◆ What you have to do: From the entries that follow, copy exactly the lines beginning at the line holding "box: [311, 403, 350, 424]" and continuing through the line holding "positive clicks: (257, 255)".
──────────
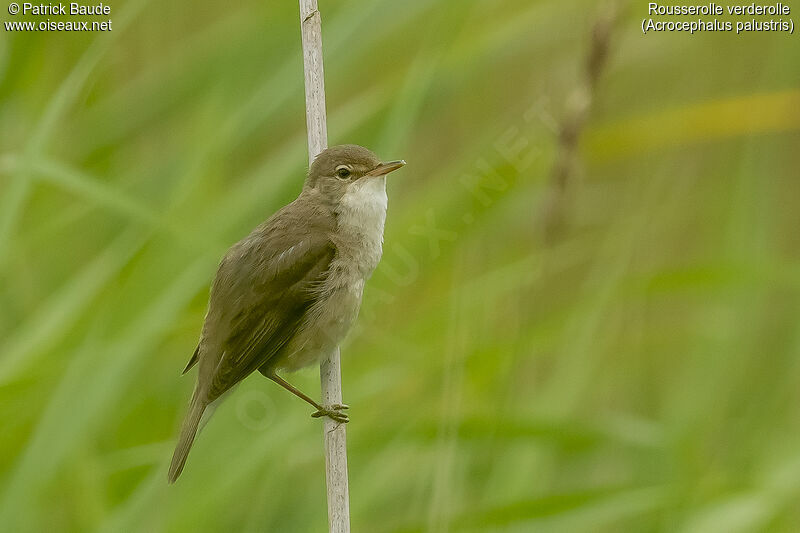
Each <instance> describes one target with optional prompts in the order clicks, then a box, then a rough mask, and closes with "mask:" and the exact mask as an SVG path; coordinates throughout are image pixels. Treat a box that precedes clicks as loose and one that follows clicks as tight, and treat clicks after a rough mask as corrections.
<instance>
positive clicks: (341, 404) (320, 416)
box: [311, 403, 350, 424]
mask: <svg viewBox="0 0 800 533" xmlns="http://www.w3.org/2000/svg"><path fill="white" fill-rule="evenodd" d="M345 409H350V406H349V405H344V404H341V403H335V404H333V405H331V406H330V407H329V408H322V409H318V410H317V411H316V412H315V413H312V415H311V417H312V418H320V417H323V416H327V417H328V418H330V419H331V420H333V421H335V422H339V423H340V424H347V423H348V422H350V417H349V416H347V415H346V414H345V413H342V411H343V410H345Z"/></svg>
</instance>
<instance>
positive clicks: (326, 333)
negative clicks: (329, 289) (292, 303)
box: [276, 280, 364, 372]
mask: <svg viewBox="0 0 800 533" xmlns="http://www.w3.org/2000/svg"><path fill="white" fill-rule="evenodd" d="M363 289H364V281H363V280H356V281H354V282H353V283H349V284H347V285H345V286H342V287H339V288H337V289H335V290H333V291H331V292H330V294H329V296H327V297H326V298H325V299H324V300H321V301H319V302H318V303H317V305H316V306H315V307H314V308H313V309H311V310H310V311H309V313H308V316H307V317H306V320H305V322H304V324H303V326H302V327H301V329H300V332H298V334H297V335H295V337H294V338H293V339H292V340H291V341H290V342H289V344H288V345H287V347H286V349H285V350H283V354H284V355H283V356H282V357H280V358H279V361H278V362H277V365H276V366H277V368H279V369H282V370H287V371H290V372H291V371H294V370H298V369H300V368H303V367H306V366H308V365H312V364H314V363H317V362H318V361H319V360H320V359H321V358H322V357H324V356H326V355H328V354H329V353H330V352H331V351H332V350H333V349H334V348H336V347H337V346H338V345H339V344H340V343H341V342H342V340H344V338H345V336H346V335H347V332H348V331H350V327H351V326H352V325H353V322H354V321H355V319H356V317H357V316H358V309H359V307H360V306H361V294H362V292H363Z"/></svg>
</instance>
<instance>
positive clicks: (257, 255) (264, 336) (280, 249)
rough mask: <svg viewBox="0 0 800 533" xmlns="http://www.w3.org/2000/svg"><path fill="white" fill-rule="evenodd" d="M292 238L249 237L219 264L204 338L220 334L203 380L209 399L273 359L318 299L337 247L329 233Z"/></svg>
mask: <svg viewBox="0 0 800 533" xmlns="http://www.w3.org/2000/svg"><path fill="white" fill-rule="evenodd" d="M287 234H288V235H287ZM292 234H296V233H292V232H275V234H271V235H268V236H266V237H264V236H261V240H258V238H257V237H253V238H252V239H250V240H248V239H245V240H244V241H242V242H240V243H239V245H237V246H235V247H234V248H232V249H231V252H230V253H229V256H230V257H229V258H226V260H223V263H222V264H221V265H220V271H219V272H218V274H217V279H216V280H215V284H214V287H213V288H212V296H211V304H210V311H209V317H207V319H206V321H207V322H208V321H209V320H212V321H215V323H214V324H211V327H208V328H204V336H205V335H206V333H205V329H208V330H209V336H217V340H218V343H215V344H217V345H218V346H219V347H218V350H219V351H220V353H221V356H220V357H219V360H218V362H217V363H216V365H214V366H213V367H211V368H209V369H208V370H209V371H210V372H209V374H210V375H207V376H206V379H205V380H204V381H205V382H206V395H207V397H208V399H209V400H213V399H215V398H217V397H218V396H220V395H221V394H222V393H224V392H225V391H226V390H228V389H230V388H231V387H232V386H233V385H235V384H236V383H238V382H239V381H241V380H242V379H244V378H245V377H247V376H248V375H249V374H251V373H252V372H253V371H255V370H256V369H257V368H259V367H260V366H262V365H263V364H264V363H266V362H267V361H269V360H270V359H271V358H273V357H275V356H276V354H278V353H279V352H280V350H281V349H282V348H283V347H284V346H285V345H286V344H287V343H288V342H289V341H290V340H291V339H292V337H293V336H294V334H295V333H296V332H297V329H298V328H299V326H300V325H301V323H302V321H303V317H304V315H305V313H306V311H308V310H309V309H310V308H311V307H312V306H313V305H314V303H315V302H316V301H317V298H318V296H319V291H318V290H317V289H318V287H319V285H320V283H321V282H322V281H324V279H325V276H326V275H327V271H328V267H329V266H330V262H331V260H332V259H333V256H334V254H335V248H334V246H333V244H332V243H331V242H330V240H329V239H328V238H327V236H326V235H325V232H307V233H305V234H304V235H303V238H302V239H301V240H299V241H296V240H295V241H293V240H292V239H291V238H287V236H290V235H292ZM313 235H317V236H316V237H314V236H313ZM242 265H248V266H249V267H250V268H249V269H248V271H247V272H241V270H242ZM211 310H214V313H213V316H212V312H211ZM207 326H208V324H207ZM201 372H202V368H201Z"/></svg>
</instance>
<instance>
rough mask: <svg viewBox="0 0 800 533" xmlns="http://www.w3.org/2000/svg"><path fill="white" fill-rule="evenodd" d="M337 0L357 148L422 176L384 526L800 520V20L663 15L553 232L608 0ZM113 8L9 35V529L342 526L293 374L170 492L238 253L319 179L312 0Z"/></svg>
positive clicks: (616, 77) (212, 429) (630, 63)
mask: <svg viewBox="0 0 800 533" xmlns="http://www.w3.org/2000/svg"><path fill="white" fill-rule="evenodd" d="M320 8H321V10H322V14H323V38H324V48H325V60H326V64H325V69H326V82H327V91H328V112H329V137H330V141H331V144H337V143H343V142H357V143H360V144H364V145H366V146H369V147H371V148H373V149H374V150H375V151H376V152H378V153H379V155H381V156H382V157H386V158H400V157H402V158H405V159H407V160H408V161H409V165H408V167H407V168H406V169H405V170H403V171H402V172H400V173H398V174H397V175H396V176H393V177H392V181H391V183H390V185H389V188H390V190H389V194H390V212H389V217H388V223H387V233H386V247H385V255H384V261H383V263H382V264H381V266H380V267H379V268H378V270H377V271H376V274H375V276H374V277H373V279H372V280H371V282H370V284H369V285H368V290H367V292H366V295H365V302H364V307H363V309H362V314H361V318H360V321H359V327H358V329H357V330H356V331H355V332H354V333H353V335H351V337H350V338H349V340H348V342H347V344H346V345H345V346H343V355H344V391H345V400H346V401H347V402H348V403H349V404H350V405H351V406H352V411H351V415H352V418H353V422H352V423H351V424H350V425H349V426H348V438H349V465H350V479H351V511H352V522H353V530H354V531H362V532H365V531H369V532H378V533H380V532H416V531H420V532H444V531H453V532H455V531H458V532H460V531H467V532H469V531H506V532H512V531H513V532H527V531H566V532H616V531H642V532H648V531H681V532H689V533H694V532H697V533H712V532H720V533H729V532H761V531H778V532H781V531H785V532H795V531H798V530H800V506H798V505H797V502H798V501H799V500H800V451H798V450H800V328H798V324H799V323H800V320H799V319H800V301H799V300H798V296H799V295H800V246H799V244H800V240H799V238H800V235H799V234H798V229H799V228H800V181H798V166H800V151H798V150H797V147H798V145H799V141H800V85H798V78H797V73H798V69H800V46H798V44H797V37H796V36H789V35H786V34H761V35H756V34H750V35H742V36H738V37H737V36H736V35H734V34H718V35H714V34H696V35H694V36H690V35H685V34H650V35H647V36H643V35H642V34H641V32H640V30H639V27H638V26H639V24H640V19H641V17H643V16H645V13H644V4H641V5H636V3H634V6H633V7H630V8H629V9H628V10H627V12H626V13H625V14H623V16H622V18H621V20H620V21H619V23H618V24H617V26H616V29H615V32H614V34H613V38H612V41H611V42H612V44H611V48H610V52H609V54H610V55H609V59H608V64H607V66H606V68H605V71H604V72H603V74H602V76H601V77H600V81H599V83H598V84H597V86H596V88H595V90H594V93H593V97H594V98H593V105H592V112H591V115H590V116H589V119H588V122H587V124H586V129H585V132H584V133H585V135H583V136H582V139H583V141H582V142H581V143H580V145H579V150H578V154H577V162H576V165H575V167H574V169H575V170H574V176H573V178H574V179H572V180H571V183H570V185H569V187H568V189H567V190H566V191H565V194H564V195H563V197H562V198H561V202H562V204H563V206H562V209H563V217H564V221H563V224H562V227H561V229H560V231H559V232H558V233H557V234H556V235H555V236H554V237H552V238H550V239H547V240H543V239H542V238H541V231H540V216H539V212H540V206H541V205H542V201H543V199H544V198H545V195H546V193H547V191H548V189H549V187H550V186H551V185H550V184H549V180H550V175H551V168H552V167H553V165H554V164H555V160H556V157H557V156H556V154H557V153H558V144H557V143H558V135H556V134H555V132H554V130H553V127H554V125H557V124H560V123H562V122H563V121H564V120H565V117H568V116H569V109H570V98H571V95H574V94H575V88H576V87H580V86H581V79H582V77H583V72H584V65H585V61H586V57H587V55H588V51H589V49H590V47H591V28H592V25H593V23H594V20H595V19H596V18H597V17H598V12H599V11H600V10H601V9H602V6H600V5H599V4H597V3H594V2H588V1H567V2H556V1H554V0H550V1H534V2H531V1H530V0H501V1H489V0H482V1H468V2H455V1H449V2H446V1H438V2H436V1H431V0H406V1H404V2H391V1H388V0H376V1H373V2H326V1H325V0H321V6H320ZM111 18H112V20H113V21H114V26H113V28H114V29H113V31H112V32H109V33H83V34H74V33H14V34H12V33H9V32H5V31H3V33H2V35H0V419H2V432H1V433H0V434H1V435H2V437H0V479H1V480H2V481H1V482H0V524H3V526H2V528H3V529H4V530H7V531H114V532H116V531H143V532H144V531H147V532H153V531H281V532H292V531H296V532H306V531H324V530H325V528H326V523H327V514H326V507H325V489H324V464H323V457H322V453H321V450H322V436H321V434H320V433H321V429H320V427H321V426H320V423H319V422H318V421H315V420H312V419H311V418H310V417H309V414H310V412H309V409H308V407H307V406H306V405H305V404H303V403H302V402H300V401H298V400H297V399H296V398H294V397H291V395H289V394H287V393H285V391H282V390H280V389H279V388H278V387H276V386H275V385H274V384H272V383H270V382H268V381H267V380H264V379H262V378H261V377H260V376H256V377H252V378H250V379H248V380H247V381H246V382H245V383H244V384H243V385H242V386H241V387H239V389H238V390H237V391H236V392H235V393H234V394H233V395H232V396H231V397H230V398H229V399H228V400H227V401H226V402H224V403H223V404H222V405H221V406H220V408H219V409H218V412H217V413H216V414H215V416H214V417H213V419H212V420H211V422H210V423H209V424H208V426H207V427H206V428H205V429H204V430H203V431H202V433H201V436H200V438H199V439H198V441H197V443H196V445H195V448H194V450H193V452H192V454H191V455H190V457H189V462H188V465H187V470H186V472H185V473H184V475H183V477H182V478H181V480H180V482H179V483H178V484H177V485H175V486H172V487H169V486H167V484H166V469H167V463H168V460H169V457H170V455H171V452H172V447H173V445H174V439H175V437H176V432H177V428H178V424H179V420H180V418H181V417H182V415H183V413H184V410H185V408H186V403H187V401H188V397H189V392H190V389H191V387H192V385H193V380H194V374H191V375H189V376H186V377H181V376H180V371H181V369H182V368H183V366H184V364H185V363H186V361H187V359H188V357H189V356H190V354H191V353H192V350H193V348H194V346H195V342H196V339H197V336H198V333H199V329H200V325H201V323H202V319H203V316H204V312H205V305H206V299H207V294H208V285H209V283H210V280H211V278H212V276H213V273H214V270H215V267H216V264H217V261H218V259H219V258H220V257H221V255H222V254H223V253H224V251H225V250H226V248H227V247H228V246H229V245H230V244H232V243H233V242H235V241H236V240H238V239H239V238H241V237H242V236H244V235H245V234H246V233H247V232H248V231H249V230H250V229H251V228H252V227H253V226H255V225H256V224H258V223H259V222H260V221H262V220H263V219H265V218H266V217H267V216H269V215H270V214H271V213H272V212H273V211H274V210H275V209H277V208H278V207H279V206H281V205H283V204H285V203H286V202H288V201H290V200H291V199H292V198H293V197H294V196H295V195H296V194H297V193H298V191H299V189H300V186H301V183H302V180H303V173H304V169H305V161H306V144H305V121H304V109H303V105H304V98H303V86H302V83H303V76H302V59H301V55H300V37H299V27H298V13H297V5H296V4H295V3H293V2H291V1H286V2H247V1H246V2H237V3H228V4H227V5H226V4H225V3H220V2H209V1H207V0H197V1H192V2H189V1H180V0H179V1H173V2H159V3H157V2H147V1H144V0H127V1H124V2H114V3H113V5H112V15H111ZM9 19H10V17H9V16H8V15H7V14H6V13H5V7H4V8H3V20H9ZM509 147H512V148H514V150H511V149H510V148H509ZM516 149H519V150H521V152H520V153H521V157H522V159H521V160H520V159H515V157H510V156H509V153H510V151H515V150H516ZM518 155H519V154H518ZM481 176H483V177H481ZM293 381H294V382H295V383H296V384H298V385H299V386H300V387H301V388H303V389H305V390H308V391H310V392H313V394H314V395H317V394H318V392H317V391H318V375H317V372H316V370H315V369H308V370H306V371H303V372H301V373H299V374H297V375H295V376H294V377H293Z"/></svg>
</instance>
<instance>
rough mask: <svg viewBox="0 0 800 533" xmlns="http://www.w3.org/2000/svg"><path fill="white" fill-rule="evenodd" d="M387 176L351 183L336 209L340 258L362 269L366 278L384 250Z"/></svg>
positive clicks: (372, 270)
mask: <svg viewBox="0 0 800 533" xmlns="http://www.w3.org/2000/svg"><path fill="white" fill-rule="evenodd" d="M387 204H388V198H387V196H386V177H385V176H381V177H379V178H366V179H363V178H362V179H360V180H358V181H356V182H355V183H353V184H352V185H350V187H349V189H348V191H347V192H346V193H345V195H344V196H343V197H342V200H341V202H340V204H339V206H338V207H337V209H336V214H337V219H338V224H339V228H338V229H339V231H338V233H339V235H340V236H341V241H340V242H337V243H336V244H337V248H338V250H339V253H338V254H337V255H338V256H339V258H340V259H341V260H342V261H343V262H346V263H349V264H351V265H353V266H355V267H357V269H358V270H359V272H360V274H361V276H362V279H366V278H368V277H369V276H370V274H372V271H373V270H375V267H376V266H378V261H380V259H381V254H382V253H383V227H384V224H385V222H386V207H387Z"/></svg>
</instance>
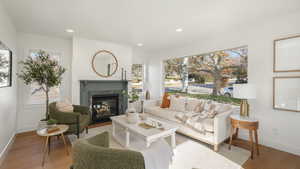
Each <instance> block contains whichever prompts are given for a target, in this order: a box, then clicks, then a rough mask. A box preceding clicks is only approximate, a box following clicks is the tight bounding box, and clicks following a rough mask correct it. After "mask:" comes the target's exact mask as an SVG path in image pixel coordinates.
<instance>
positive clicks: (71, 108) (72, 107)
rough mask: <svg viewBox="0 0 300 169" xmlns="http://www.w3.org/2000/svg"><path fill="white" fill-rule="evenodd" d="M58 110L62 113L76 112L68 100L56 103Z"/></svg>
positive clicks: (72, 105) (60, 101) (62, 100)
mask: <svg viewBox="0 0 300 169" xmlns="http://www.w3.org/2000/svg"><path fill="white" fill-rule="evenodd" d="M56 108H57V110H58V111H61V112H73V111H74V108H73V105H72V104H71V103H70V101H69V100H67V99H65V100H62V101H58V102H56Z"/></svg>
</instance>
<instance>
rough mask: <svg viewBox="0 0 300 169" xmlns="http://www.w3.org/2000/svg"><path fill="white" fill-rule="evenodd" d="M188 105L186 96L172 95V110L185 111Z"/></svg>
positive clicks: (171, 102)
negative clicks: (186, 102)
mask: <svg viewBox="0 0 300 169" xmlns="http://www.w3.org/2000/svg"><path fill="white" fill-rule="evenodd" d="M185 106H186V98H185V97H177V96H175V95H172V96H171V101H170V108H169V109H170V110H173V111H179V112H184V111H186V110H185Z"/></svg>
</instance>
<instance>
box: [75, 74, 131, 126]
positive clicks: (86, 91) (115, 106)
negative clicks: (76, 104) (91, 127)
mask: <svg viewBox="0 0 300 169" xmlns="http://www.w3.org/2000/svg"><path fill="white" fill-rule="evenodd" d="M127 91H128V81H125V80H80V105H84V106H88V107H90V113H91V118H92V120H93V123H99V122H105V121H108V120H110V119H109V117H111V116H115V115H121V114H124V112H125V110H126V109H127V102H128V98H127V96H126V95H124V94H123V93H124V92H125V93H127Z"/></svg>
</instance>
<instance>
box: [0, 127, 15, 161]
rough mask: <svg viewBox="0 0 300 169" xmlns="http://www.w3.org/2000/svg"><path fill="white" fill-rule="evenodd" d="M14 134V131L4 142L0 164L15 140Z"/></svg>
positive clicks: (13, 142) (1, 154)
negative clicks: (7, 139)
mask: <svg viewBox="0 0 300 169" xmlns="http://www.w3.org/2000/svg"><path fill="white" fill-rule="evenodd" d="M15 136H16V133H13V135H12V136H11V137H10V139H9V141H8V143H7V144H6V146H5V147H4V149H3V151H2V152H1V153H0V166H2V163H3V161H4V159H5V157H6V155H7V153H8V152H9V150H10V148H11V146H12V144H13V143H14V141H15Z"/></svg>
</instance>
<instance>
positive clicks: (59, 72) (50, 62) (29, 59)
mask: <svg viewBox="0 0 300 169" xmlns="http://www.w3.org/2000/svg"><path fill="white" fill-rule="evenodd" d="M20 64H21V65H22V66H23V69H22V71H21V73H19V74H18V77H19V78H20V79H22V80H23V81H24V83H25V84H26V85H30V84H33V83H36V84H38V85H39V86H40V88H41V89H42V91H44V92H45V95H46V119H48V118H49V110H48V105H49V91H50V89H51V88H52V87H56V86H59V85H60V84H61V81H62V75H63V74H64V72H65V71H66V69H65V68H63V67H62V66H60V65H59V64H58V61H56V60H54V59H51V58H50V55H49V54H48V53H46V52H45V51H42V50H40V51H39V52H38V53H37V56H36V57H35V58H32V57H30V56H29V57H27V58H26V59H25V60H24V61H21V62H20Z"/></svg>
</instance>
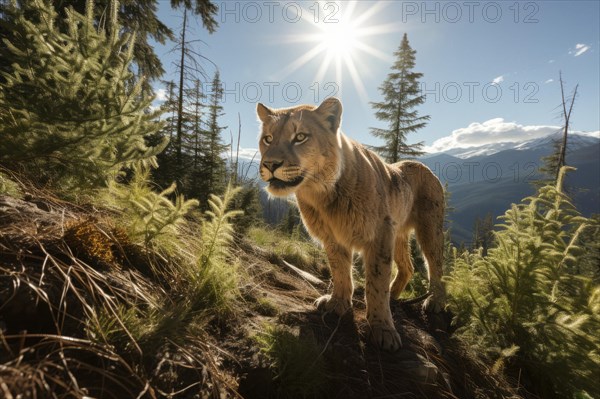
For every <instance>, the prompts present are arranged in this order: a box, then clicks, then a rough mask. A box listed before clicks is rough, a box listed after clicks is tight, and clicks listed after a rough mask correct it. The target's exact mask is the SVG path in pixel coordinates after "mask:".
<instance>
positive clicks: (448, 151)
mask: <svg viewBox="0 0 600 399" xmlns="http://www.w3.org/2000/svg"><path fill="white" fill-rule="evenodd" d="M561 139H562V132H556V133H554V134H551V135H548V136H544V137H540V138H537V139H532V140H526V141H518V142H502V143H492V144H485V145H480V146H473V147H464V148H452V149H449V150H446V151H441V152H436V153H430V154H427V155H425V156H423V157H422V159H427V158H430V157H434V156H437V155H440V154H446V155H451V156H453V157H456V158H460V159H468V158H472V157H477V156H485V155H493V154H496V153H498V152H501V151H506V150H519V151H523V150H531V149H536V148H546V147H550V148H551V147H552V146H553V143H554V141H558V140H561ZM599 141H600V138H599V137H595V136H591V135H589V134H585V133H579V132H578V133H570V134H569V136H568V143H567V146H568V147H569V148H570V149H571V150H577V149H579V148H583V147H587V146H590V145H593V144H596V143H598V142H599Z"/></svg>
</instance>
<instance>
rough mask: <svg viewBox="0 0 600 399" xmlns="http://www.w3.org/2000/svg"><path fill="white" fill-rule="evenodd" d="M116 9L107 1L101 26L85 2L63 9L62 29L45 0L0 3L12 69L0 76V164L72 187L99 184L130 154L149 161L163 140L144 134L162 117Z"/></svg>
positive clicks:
──────────
◆ Reply to the exercise:
box: [311, 403, 350, 424]
mask: <svg viewBox="0 0 800 533" xmlns="http://www.w3.org/2000/svg"><path fill="white" fill-rule="evenodd" d="M345 409H350V406H349V405H344V404H341V403H335V404H333V405H331V406H330V407H329V408H322V409H318V410H317V411H316V412H315V413H312V415H311V417H312V418H320V417H323V416H327V417H328V418H330V419H331V420H333V421H335V422H339V423H340V424H347V423H348V422H350V417H349V416H347V415H346V414H345V413H342V411H343V410H345Z"/></svg>
</instance>
<instance>
positive clicks: (326, 333)
negative clicks: (329, 289) (292, 303)
box: [276, 280, 364, 372]
mask: <svg viewBox="0 0 800 533" xmlns="http://www.w3.org/2000/svg"><path fill="white" fill-rule="evenodd" d="M363 289H364V281H363V280H356V281H354V282H353V283H349V284H347V285H345V286H342V287H339V288H337V289H335V290H333V291H331V292H330V294H329V296H327V297H326V298H325V299H324V300H321V301H319V302H318V303H317V305H316V306H315V307H314V308H313V309H311V310H310V311H309V313H308V316H307V317H306V320H305V322H304V324H303V326H302V327H301V329H300V332H298V334H297V335H295V337H294V338H293V339H292V340H291V341H290V342H289V344H288V345H287V347H286V349H285V350H283V354H284V355H283V356H282V357H280V358H279V361H278V362H277V365H276V366H277V368H279V369H282V370H287V371H290V372H291V371H294V370H298V369H300V368H303V367H306V366H308V365H312V364H314V363H317V362H318V361H319V360H320V359H321V358H322V357H324V356H326V355H328V354H329V353H330V352H331V351H332V350H333V349H334V348H336V347H337V346H338V345H339V344H340V343H341V342H342V340H344V338H345V336H346V335H347V332H348V331H350V327H351V326H352V325H353V322H354V321H355V319H356V317H357V316H358V309H359V307H360V306H361V294H362V292H363Z"/></svg>
</instance>
<instance>
positive clicks: (257, 255) (264, 336) (280, 249)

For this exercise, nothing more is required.